◆ **Exercise requirements**:
Reproduce every line of the data below verbatim, changing nothing.

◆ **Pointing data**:
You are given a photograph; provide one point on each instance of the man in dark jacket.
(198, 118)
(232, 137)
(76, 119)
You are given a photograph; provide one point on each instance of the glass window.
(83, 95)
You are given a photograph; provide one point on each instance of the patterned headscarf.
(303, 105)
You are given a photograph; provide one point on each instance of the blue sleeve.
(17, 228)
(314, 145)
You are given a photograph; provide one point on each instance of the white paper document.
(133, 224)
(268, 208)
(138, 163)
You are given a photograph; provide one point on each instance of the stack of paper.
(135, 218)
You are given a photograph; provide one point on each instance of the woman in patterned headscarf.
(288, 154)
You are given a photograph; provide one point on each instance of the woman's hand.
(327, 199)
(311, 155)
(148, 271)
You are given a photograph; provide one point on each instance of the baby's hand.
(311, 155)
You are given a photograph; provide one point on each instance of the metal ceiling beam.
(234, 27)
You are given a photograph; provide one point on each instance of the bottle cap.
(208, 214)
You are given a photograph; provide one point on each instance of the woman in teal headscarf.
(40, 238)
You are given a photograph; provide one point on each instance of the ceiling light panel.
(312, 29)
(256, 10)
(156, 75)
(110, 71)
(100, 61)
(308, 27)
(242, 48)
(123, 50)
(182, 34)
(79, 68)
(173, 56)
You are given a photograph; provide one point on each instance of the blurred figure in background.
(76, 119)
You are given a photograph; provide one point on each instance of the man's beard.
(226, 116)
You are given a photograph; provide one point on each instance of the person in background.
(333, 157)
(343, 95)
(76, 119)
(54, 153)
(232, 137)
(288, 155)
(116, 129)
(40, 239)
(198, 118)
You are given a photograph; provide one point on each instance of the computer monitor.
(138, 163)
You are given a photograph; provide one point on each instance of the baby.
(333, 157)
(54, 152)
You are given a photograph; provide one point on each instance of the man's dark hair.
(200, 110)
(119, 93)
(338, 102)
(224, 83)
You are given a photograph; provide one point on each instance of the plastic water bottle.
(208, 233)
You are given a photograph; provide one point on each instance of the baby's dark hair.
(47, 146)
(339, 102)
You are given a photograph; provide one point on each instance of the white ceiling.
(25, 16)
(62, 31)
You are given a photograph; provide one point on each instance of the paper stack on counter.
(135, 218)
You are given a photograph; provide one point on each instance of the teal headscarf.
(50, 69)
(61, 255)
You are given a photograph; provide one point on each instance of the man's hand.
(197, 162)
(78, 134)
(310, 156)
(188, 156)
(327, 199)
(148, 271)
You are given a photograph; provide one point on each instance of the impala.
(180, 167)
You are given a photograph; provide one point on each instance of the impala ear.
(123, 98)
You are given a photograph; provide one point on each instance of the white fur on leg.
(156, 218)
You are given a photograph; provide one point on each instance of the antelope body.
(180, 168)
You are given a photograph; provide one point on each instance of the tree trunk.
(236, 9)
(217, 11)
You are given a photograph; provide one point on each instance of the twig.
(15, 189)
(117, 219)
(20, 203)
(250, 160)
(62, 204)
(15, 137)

◆ **Solution to this exercise**:
You are given a photograph; provide one point on each instance of the man in dark jacket.
(198, 118)
(232, 137)
(76, 119)
You are given a photograph; provide one point on each instance of the glass window.
(83, 95)
You are given a photograph; provide one point on each instance of the patterned headscarf.
(303, 105)
You are given a photograph; provide one point on each instance of the blue sleeve.
(17, 228)
(314, 145)
You are given a photograph; provide one point on each instance of the white paper document.
(133, 224)
(268, 208)
(138, 163)
You are given a photograph; provide one point on each instance of the stack of paper.
(135, 218)
You are given a photograph; provide one point on each instance of the woman in patterned headscarf.
(288, 154)
You are given a photograph; provide one point on each instance of the woman's hand.
(327, 199)
(311, 155)
(148, 271)
You are given a photograph; provide one point on each instance of the baby's hand.
(311, 155)
You are given a photograph; provide one point on each instance of the metal ceiling beam.
(234, 27)
You are given a photograph; provide one point on each instance of the bottle cap.
(208, 214)
You are given a photograph; provide one point on each instance of the woman in teal headscarf.
(40, 238)
You are given a photograph; provide one point on each instance of the ceiling light panel.
(312, 29)
(256, 10)
(156, 75)
(110, 71)
(100, 61)
(308, 27)
(242, 48)
(123, 50)
(182, 34)
(79, 68)
(173, 56)
You are given a photograph; provide one point on each instance of the blurred figure in background.
(76, 119)
You are given a photograph; provide one point on each instance of the man's beard.
(226, 116)
You are given a photograph; provide one point on each instance of the person in background.
(333, 157)
(343, 95)
(76, 119)
(54, 153)
(232, 137)
(288, 155)
(116, 129)
(40, 239)
(198, 118)
You are given a photograph; provide one point on each instance of the computer monitor.
(138, 163)
You are given a photograph; provide one point on each instance of the baby.
(333, 157)
(54, 152)
You are given a photograph; provide one point on each instance of the man's dark hair.
(200, 110)
(119, 93)
(338, 102)
(224, 83)
You are given a photograph; provide one point on each instance of the plastic water bottle.
(208, 233)
You are given a photograph; provide one point on each instance of the baby's dark hair.
(47, 146)
(339, 102)
You are given a photograph; provide one point on each instance of the white ceiling.
(25, 16)
(62, 31)
You are given a photograph; provide one point on each instance of the paper stack on counter.
(135, 218)
You are given a photograph; provide one point on each instance of the teal headscarf.
(50, 69)
(61, 255)
You are given a photograph; provide one point on each instance of the man's hand.
(197, 162)
(78, 134)
(310, 156)
(188, 156)
(327, 199)
(148, 271)
You are given a photograph; provide one point on each instance of the impala.
(180, 167)
You are given a photograph; provide one point on each instance of the impala ear.
(123, 98)
You are given a photograph; provide one point on each instance of the white fur on leg.
(156, 218)
You are given a photograph; provide one point on each instance of the antelope body.
(180, 168)
You are given a photograph; provide one point on each instance of the tree trunk.
(236, 9)
(217, 11)
You are given a photograph; provide one point on each instance of the twig.
(15, 189)
(117, 219)
(20, 203)
(250, 160)
(62, 204)
(15, 137)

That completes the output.